Extracted records
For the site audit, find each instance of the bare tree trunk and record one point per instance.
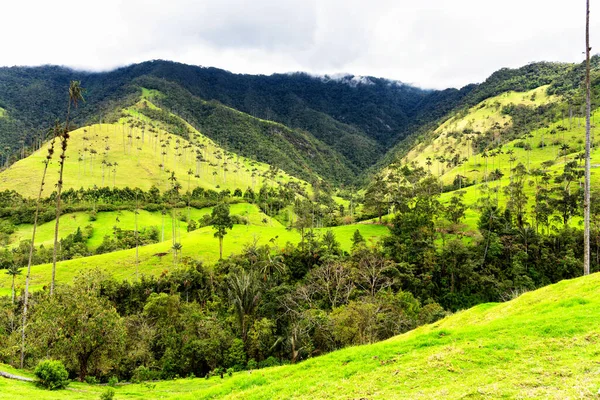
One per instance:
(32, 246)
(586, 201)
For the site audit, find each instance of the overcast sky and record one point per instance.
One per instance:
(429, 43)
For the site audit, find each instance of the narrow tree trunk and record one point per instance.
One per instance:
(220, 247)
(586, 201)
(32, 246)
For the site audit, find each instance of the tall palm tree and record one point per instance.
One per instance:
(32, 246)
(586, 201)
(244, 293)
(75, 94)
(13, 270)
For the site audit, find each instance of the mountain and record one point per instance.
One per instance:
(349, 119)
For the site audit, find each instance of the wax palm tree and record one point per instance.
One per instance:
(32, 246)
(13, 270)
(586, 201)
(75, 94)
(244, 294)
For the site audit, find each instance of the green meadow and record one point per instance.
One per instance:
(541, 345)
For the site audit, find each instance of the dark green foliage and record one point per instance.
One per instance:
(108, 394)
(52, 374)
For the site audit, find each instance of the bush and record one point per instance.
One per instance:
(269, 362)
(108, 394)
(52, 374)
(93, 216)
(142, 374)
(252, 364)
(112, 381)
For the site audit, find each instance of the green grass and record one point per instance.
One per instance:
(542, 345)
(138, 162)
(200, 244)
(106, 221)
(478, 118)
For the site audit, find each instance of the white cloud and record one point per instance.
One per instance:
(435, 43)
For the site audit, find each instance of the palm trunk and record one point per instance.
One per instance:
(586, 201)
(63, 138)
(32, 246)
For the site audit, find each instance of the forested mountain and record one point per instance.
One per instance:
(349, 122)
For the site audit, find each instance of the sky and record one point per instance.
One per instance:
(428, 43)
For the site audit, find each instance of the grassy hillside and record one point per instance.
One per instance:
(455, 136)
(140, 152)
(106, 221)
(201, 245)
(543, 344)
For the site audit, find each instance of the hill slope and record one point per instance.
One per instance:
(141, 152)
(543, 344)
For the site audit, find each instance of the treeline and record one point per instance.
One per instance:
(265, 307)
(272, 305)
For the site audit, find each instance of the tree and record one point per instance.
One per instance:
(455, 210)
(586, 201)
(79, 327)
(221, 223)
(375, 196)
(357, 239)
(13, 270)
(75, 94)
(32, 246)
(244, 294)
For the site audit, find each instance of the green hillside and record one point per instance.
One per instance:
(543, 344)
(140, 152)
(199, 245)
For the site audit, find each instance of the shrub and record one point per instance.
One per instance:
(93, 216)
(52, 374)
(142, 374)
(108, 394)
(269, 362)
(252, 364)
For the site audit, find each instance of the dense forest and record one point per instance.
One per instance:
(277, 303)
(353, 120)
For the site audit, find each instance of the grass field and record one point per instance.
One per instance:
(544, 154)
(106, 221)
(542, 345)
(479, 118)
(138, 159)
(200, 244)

==

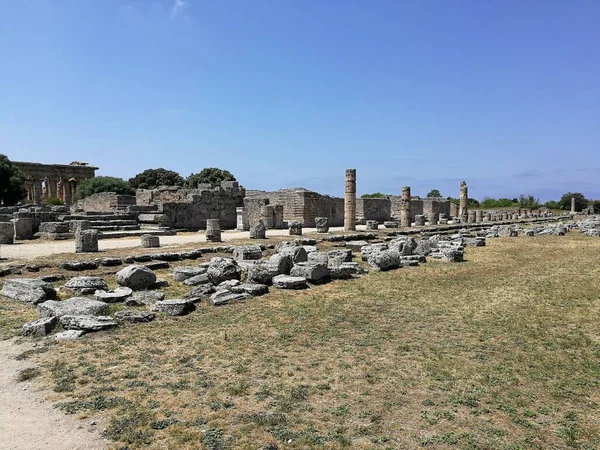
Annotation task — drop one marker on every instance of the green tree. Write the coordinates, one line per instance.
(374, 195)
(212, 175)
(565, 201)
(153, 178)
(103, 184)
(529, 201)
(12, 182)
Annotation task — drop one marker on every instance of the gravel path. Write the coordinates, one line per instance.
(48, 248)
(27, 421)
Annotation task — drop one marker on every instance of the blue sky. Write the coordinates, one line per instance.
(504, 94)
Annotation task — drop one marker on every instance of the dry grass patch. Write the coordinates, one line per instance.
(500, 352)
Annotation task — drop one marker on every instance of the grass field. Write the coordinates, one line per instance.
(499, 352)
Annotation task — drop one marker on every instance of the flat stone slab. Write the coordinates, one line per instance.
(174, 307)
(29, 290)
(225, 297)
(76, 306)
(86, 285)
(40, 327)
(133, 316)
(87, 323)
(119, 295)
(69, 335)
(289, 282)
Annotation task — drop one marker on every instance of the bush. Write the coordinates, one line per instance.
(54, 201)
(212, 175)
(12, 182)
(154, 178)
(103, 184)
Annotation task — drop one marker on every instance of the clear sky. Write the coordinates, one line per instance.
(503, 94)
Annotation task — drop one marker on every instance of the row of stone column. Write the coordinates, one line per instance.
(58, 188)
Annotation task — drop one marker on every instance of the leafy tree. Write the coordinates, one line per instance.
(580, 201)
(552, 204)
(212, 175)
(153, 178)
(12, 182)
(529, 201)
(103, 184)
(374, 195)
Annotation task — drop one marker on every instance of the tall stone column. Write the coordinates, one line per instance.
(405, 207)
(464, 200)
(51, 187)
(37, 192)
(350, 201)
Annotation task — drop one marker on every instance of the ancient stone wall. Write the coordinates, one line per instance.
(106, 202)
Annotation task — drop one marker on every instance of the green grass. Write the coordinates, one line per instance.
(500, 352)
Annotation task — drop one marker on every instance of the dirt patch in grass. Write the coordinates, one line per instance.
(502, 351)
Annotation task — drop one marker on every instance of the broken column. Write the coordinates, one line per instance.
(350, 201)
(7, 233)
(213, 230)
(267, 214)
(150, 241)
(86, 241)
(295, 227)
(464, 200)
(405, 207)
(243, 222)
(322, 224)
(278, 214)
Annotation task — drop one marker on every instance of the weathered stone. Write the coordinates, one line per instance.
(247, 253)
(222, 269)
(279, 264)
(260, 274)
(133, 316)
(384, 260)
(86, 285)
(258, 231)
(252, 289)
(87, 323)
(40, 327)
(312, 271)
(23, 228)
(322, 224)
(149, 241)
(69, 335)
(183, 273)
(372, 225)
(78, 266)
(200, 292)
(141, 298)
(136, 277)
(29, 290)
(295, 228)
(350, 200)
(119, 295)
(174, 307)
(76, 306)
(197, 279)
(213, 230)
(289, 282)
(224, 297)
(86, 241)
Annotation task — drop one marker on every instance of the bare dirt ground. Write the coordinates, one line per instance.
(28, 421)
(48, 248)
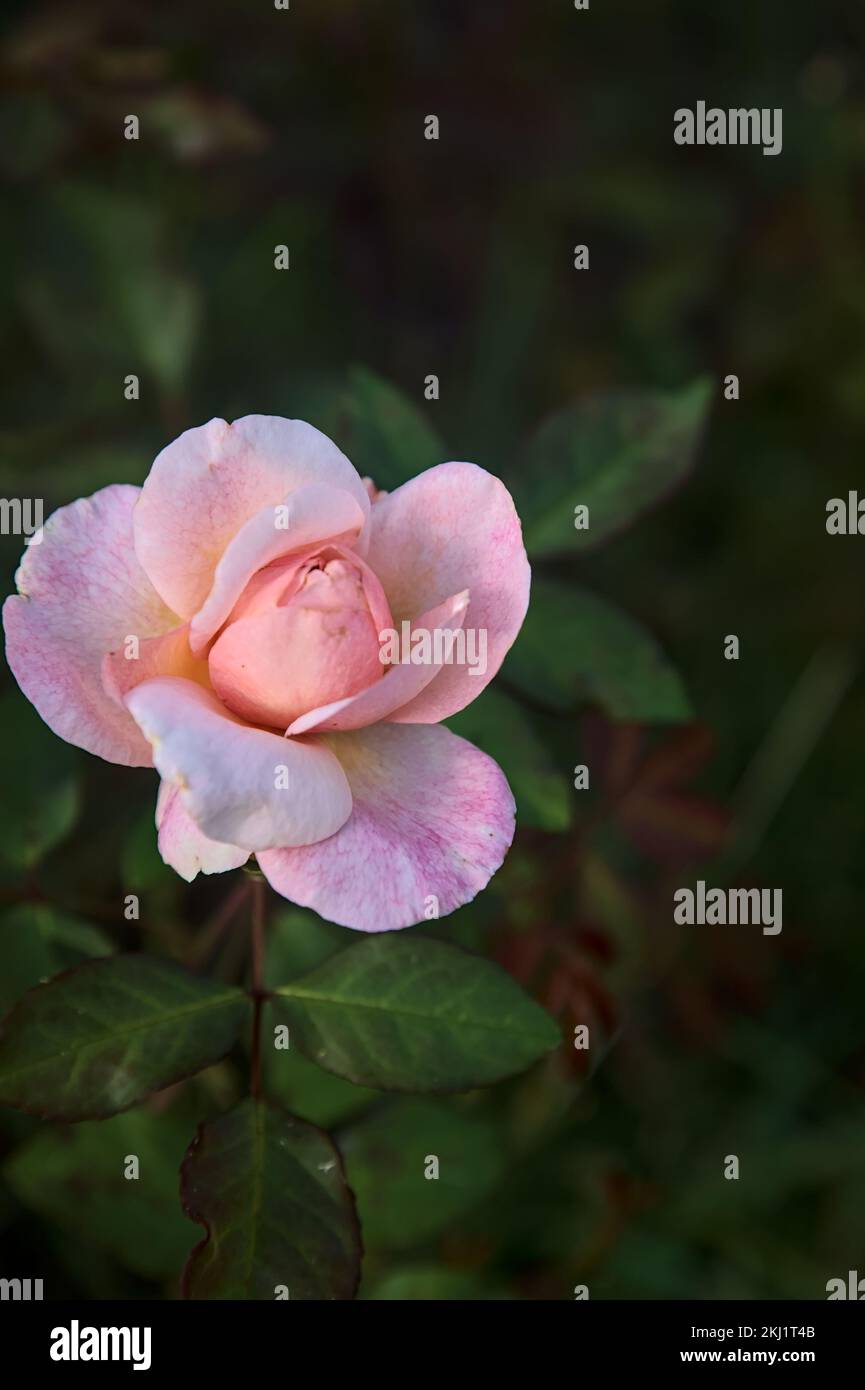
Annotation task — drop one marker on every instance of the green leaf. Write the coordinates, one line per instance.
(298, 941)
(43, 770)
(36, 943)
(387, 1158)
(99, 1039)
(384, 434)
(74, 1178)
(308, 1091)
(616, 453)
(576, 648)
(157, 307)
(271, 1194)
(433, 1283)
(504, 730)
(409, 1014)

==

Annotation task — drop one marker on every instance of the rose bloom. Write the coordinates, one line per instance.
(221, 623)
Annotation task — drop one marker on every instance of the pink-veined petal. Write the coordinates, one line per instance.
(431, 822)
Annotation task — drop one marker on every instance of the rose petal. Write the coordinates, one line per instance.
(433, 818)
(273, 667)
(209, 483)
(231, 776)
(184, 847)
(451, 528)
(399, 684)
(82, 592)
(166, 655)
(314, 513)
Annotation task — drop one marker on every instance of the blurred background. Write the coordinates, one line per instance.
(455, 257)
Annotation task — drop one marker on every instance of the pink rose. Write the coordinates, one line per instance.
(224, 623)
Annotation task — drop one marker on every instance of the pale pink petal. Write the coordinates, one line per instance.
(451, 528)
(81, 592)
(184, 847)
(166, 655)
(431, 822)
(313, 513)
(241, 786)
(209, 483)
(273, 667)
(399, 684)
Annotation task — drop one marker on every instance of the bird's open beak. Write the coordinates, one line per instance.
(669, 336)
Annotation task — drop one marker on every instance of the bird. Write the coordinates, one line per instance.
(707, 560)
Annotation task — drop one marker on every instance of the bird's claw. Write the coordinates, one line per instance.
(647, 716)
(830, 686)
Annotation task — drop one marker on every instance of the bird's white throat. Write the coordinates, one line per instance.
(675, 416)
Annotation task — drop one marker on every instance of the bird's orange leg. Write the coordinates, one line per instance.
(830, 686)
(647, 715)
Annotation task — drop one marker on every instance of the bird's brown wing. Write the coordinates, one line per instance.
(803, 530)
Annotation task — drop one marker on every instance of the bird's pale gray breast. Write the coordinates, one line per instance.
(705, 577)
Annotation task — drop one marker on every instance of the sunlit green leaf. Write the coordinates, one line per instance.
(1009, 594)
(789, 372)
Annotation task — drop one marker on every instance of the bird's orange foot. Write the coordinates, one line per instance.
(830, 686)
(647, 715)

• [Work request]: Give the number of lines in the entries above that include the string "palm". No other output is expected.

• [Exercise answer]: 3